■ **Task to complete**: Rewrite all of the data below as a JSON list of strings, one string per line, with blank lines left out. Leave the pictures out of your answer.

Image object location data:

──────────

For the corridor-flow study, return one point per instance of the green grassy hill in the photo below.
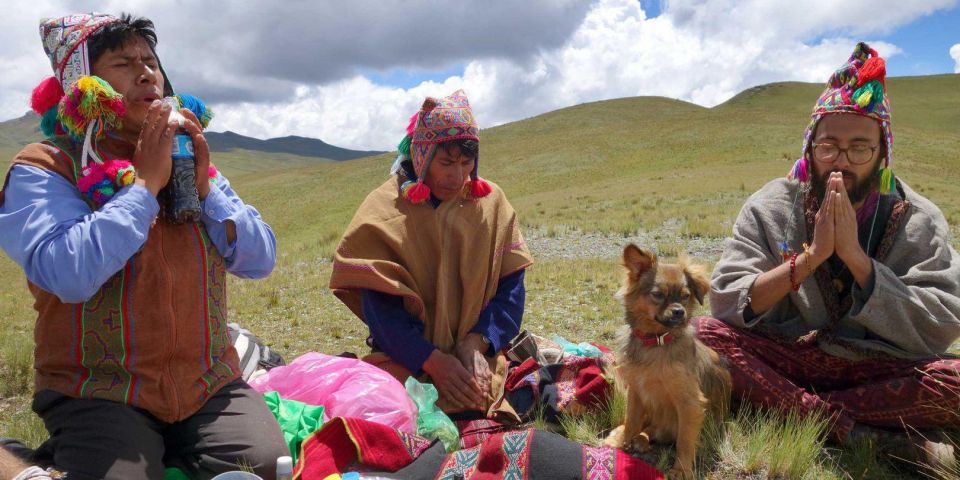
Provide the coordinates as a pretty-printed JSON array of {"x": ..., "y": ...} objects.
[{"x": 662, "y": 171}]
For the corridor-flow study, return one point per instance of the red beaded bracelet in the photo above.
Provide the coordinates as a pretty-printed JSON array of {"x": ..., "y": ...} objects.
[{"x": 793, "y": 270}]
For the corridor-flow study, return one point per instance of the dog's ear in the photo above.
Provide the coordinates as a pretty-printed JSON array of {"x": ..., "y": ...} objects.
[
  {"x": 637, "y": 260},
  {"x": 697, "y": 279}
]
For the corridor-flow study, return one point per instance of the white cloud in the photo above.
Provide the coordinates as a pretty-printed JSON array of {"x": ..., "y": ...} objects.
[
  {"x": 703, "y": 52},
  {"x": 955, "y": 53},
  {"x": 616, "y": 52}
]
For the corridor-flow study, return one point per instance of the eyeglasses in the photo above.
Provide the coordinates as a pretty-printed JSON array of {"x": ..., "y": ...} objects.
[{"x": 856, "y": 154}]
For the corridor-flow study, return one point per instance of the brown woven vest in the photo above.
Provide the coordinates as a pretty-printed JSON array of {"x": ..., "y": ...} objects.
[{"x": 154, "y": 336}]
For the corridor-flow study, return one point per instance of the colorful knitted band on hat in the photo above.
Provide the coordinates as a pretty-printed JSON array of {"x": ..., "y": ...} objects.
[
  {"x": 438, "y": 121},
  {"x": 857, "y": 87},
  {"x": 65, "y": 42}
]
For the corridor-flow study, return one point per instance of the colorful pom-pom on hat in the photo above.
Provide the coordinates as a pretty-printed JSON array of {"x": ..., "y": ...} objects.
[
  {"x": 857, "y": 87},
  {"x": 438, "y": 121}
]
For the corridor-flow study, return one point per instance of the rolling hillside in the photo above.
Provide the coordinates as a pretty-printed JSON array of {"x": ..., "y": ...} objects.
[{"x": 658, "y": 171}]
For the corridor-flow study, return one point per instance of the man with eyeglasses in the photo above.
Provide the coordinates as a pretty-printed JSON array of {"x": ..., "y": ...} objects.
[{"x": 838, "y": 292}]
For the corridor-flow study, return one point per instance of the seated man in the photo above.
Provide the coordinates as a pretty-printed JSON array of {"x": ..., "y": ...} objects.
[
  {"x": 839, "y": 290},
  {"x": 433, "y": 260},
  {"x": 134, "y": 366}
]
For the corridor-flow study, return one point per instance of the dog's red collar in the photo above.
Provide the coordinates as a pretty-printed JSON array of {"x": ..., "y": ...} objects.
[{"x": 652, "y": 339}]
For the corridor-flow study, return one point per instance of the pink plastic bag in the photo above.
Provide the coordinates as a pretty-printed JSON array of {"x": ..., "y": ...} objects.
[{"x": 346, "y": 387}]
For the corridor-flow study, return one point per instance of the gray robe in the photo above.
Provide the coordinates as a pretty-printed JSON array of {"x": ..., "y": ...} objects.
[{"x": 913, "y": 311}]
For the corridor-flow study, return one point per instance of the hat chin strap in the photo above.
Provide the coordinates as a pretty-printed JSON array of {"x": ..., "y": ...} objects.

──────────

■ **Reply**:
[
  "For the corridor-flow study, return one point per instance of the green grassy hill in the photo below.",
  "Provide the coordinates as a pretty-printed JSON array of {\"x\": ..., \"y\": ...} objects.",
  "[{\"x\": 662, \"y\": 171}]",
  "For the corridor-flow study, return one point per instance of the red beaded bracelet in the photo above.",
  "Provide the coordinates as a pretty-printed JSON array of {\"x\": ..., \"y\": ...} objects.",
  "[{\"x\": 793, \"y\": 270}]",
  "For the corridor-flow study, return one point per instance of the dog's ear in the photo above.",
  "Provide the coordinates as a pretty-printed JSON array of {\"x\": ..., \"y\": ...} objects.",
  "[",
  "  {\"x\": 637, \"y\": 260},",
  "  {\"x\": 697, \"y\": 279}",
  "]",
  "For the corridor-flow study, return one point per instance of the white cloud in the photo above.",
  "Provide the coordinates as a pretty-printed JSON array of {\"x\": ..., \"y\": ...} objects.",
  "[",
  "  {\"x\": 703, \"y\": 52},",
  "  {\"x\": 955, \"y\": 53},",
  "  {\"x\": 616, \"y\": 52}",
  "]",
  "For the corridor-flow study, return one point per instance of the eyeglasses in the photo above.",
  "Provide the coordinates as a pretty-printed JSON array of {\"x\": ..., \"y\": ...} objects.",
  "[{\"x\": 856, \"y\": 154}]",
  "For the corridor-flow study, return one point per instance of the brown woven vest in the photo above.",
  "Provide the coordinates as a pretty-printed JSON array of {\"x\": ..., \"y\": ...} objects.",
  "[{\"x\": 154, \"y\": 336}]",
  "For the corridor-flow study, return one point per instance of the colorful knitted band on hat in the photo above.",
  "Provide the coordinates as a pretty-printed JSON array of {\"x\": ..., \"y\": ...} objects.",
  "[",
  "  {\"x\": 438, \"y\": 121},",
  "  {\"x\": 857, \"y\": 87},",
  "  {\"x\": 65, \"y\": 42}",
  "]",
  "For the corridor-flow study, return one point per instance of the colorful pom-pom on hat in the photo above.",
  "Provide the coordinates as a pretty-printed JSON array of {\"x\": ..., \"y\": ...} objects.",
  "[",
  "  {\"x\": 857, \"y\": 87},",
  "  {\"x\": 438, \"y\": 121}",
  "]",
  "For the corridor-flow study, return one point per instance of the rolling hillside in the photo above.",
  "Provide the coordinates as a pretty-printed JSON array of {\"x\": ..., \"y\": ...} objects.",
  "[{\"x\": 658, \"y\": 171}]",
  "For the corridor-flow study, return one point per instance of the man with eyeglasses in the photo above.",
  "Provide the coordinates as a pretty-printed JSON array of {\"x\": ..., \"y\": ...} objects.",
  "[{\"x\": 838, \"y\": 292}]",
  "For the corridor-flow study, return one point per instance of the seated man in the photo above.",
  "Provide the coordinates as a pretty-printed JSON array of {\"x\": ..., \"y\": ...} objects.",
  "[",
  "  {\"x\": 839, \"y\": 290},",
  "  {\"x\": 433, \"y\": 260},",
  "  {\"x\": 134, \"y\": 366}",
  "]",
  "For the corridor-flow study, return one point per instance of the dog's red collar in the photo above.",
  "Provide the coordinates as a pretty-printed JSON array of {\"x\": ..., \"y\": ...} objects.",
  "[{\"x\": 652, \"y\": 339}]",
  "For the corridor-flow study, return one point per instance of the pink plastic bag in the photo above.",
  "Provide the coordinates as a pretty-printed JSON array of {\"x\": ..., \"y\": ...} objects.",
  "[{\"x\": 346, \"y\": 387}]",
  "For the corridor-flow study, return one point per instance of the gray robe in the photo above.",
  "Provide the coordinates as a pretty-printed JSON array of {\"x\": ..., \"y\": ...} objects.",
  "[{\"x\": 913, \"y\": 311}]",
  "For the corridor-flow study, return one point per instance of the hat chin strap in the photo above.",
  "Provide the coordinates as a pretty-printed JSON array of {\"x\": ..., \"y\": ...} objects."
]